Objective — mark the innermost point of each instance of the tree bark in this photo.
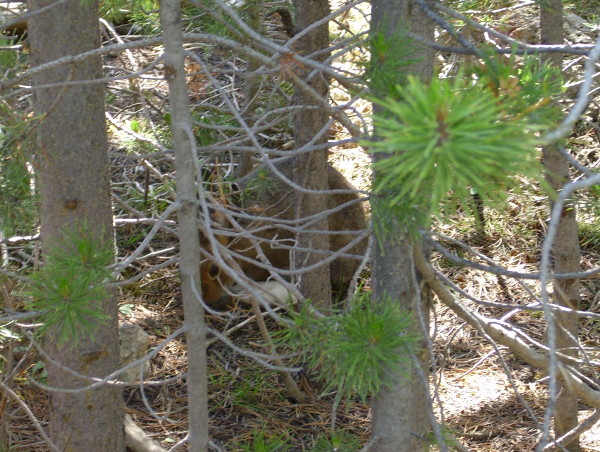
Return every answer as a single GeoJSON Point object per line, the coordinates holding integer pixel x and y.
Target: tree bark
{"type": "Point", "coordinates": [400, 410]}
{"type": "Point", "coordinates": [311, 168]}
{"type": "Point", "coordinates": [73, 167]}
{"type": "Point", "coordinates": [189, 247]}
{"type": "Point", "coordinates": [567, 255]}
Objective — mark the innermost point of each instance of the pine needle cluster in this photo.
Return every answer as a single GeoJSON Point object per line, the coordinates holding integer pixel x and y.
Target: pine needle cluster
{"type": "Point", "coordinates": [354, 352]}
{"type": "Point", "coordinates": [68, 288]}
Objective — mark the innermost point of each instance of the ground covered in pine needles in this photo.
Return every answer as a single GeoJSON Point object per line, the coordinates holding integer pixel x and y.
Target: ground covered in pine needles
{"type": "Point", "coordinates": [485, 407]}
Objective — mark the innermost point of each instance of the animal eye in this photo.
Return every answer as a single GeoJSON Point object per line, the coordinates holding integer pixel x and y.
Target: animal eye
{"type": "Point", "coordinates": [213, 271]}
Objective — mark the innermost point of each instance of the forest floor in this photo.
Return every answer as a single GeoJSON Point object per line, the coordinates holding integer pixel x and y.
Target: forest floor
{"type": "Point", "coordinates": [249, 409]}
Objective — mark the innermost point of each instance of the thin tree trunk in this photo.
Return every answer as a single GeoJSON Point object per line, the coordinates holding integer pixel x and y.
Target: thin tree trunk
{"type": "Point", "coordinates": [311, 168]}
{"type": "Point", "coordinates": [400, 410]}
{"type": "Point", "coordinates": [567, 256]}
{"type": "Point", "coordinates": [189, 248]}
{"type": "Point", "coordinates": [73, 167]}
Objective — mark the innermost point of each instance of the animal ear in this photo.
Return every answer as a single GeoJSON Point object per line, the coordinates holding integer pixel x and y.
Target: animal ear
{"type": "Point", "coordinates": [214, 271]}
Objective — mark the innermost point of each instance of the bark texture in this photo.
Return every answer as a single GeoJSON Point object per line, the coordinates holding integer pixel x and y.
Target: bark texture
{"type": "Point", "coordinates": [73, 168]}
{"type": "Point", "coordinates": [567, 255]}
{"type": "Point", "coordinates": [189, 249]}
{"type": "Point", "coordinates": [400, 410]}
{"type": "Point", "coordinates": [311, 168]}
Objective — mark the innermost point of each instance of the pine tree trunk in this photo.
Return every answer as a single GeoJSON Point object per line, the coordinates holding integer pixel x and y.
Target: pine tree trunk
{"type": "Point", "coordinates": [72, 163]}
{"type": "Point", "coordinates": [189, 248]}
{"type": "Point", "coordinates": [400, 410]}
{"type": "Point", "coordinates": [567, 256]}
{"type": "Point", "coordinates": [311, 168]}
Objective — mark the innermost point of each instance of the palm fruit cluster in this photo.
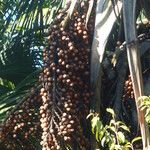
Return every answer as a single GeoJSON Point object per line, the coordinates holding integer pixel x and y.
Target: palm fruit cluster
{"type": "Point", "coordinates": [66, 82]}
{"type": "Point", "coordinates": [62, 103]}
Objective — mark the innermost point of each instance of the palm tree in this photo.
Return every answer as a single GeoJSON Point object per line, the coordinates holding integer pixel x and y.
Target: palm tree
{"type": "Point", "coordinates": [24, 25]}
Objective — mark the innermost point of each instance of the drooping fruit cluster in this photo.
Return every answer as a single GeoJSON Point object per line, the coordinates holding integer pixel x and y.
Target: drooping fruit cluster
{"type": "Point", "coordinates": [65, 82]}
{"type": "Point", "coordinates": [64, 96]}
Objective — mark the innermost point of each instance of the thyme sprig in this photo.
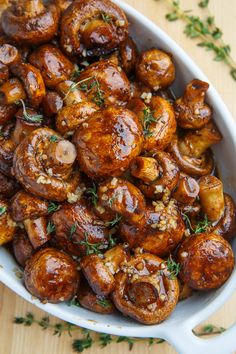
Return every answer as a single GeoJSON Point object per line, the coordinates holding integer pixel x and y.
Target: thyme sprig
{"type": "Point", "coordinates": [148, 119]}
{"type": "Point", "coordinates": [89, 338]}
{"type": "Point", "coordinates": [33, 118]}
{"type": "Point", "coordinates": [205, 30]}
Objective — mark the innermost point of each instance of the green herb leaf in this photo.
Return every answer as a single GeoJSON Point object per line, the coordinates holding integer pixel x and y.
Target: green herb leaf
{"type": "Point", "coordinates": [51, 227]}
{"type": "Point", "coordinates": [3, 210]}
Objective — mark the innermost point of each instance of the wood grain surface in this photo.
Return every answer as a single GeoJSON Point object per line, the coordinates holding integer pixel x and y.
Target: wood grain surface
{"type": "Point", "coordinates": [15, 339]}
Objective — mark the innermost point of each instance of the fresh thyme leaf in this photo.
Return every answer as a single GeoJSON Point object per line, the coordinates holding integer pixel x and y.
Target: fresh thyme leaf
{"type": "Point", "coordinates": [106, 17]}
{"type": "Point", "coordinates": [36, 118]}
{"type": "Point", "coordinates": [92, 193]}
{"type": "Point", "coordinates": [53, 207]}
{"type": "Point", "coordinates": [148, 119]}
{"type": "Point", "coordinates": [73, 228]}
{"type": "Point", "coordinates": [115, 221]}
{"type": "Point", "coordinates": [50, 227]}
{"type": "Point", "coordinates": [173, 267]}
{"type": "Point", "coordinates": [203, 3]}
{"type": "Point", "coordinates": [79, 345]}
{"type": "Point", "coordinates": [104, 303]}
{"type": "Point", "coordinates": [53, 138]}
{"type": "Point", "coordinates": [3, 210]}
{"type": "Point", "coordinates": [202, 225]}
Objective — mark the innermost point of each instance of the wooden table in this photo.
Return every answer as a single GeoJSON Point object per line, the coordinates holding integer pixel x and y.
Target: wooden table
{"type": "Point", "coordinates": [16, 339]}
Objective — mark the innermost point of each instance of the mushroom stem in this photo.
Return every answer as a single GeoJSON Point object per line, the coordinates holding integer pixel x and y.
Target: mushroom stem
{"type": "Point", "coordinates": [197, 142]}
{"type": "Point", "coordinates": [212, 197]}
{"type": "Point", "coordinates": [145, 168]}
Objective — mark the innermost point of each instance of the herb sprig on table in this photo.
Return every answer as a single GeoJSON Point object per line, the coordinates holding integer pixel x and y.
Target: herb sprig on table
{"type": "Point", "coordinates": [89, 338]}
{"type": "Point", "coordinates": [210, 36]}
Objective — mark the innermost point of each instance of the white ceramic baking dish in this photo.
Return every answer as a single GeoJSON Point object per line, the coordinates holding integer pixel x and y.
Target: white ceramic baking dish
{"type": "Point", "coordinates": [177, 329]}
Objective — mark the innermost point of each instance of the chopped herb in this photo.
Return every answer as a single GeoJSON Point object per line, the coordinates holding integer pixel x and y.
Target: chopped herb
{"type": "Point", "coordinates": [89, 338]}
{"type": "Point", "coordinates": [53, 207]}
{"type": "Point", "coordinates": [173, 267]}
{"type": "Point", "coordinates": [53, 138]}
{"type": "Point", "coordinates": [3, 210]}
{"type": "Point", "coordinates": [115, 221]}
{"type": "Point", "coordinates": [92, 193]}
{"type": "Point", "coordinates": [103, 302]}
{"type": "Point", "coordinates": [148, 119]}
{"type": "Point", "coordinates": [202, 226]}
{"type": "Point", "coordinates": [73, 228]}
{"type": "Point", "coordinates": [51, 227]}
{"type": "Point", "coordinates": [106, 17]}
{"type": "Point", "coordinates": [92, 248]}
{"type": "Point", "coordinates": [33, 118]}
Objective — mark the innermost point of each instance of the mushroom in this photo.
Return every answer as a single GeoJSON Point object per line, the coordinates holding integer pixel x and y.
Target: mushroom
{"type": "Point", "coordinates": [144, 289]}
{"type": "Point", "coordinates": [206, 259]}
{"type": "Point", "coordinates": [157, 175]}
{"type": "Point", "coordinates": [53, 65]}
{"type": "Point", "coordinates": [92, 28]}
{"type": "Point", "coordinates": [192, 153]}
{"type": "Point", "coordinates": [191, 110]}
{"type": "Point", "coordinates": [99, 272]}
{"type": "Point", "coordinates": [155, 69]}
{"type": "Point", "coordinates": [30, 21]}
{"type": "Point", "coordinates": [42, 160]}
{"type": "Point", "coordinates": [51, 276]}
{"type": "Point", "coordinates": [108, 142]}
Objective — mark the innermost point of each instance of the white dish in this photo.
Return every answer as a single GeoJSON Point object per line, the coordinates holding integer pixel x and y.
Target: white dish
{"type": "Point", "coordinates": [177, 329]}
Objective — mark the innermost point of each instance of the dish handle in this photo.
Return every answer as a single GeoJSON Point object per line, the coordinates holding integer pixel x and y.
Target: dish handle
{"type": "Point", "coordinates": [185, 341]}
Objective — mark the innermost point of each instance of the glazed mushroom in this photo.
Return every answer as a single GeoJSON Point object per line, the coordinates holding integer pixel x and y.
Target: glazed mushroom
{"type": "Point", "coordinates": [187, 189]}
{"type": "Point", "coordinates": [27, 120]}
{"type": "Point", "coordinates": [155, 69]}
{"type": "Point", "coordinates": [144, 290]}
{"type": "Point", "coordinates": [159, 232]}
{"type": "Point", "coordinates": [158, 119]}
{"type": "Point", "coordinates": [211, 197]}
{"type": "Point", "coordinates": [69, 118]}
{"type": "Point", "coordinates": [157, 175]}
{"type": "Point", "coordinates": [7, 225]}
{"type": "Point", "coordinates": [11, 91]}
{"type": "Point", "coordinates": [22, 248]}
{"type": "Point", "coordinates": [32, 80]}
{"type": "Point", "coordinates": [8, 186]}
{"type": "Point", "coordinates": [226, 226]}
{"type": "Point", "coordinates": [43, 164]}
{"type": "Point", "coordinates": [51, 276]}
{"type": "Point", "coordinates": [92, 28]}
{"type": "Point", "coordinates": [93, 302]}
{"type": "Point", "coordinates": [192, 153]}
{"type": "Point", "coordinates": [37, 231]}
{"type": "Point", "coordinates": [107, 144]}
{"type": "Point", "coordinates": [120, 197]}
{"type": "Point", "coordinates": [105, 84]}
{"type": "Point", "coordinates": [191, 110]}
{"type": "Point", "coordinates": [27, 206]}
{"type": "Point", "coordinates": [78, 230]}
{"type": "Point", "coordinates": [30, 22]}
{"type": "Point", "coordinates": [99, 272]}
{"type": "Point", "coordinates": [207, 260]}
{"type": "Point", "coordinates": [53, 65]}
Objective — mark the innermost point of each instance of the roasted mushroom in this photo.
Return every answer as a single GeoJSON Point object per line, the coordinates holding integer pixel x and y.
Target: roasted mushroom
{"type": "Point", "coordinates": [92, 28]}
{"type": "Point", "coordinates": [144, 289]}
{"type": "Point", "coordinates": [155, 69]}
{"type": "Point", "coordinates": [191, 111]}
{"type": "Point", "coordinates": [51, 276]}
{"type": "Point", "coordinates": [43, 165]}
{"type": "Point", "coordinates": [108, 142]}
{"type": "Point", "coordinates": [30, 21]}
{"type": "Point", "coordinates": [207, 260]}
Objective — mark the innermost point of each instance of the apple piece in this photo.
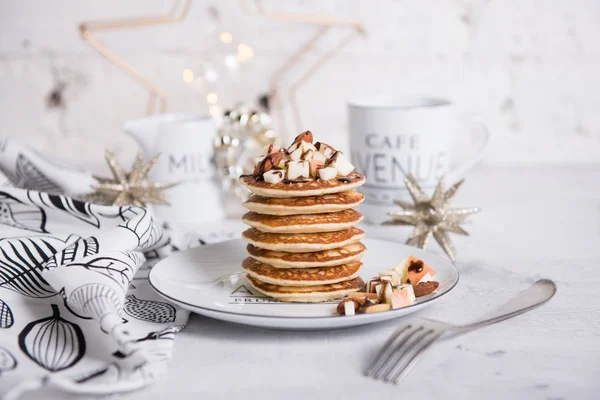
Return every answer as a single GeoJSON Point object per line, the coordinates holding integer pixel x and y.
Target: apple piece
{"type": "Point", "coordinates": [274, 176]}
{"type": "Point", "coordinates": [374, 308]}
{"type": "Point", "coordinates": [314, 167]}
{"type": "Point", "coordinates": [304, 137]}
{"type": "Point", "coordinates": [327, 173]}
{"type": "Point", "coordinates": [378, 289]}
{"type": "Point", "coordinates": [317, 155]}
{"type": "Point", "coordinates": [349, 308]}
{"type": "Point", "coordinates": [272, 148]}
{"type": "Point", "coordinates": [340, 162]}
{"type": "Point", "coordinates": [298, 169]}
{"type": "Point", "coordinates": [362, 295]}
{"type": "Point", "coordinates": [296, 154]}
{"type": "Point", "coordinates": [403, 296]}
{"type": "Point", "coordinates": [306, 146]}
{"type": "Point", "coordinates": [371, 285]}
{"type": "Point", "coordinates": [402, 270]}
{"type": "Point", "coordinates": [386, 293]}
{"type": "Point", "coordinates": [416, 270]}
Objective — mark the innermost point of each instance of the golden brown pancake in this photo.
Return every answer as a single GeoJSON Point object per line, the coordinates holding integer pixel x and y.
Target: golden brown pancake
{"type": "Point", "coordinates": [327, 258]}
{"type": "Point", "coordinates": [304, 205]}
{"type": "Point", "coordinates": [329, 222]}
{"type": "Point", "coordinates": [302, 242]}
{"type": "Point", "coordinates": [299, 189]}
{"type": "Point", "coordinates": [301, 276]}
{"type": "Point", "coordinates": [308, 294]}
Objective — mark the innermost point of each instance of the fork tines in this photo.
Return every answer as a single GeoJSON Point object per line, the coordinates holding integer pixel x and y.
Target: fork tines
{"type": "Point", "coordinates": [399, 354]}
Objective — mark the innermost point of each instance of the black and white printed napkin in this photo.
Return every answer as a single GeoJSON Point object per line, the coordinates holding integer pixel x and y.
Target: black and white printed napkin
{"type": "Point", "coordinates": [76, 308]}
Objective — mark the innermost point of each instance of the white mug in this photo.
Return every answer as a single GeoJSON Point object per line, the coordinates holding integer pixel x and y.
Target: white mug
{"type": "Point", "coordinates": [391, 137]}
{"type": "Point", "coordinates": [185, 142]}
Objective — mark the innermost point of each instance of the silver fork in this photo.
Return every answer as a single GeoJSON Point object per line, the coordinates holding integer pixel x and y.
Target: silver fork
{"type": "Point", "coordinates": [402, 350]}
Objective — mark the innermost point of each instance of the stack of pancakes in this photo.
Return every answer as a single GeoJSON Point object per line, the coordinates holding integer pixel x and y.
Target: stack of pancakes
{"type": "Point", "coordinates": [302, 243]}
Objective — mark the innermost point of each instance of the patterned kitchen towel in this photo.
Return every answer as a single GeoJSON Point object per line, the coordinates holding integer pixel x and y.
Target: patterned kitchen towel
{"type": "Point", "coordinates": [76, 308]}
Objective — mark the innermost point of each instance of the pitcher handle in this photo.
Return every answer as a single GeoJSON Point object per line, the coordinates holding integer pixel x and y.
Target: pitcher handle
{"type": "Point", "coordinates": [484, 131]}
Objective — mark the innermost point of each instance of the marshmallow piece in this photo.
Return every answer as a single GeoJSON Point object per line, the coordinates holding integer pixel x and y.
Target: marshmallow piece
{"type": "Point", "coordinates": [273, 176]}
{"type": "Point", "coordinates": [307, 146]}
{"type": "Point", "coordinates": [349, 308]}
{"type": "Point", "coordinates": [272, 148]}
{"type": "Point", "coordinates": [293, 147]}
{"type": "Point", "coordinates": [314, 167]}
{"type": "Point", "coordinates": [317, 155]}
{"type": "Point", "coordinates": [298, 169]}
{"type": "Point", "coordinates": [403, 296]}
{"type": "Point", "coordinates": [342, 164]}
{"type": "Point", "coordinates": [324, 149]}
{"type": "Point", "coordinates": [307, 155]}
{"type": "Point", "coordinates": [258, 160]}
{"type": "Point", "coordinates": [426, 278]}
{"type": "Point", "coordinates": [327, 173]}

> [Brief]: Please print, exactly as given, the lines running from the beginning of the listing through the line containing "needles in this photo.", omitting each picture.

> [Exercise response]:
Objective — mark the innermost point of each instance of the tree bark in this photo.
Return every answer as a single GeoJSON Point object per line, the coordinates holding integer pixel x and y.
Target: tree bark
{"type": "Point", "coordinates": [400, 410]}
{"type": "Point", "coordinates": [311, 168]}
{"type": "Point", "coordinates": [73, 167]}
{"type": "Point", "coordinates": [189, 247]}
{"type": "Point", "coordinates": [567, 255]}
Objective — mark the innermost point of each instance of the pine needle cluster in this photo.
Return every answer as a single GeoJSON Point object per line, the coordinates holding integer pixel x and y.
Target: pine needle cluster
{"type": "Point", "coordinates": [354, 352]}
{"type": "Point", "coordinates": [68, 288]}
Objective — mark the innermost point of each instance of the ground covered in pine needles in this photo.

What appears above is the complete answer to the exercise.